**Work instructions:** Rewrite the data below with every instance of "photograph" changed to "picture" and everything else left unchanged. Do not include the pictures in your answer.

**Input material:**
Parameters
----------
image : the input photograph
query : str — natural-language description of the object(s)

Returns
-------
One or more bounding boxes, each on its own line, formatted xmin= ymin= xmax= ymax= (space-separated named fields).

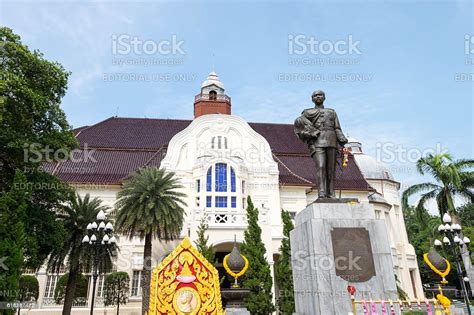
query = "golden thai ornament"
xmin=148 ymin=237 xmax=223 ymax=315
xmin=423 ymin=248 xmax=451 ymax=284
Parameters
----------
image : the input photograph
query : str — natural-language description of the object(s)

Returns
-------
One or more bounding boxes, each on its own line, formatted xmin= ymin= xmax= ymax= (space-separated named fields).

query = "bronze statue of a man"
xmin=295 ymin=91 xmax=347 ymax=198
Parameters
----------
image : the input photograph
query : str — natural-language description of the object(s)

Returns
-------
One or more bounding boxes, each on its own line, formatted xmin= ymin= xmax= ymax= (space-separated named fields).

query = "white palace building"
xmin=26 ymin=72 xmax=423 ymax=314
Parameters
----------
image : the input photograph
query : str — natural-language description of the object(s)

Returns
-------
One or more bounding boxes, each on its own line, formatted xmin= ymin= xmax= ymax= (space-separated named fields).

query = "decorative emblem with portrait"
xmin=173 ymin=287 xmax=201 ymax=315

**Written response:**
Parameters
----------
image : the input picture
query : str — natural-language description of the object(s)

Returns
-------
One or more bounding boxes, each on its own line, formatted xmin= ymin= xmax= ymax= (space-separated named fields).

query = "golden thai ornament"
xmin=148 ymin=237 xmax=223 ymax=315
xmin=423 ymin=248 xmax=451 ymax=284
Parameters
----------
image : the input picture
query : str — natural-language description of the object(s)

Returns
-------
One or more bounding boxes, each on its own line, formatted xmin= ymin= xmax= ymax= (space-separated named fields).

query = "bronze statue of a man"
xmin=295 ymin=91 xmax=347 ymax=198
Parameters
----------
image : the input picture
query : str — natural-language description of the object(s)

Returns
-------
One or more bounding boxes, each on its own line, formatted xmin= ymin= xmax= ymax= (space-separated named fields).

query = "white palace building"
xmin=26 ymin=72 xmax=423 ymax=314
Parameters
----------
image : the input picture
query : str — natural-language description of the object(s)

Returns
-------
One or more bounding boxes, each on its own line, formatted xmin= ymin= xmax= ymax= (space-separated named fields).

query = "decorative emblem with portrait"
xmin=173 ymin=287 xmax=201 ymax=315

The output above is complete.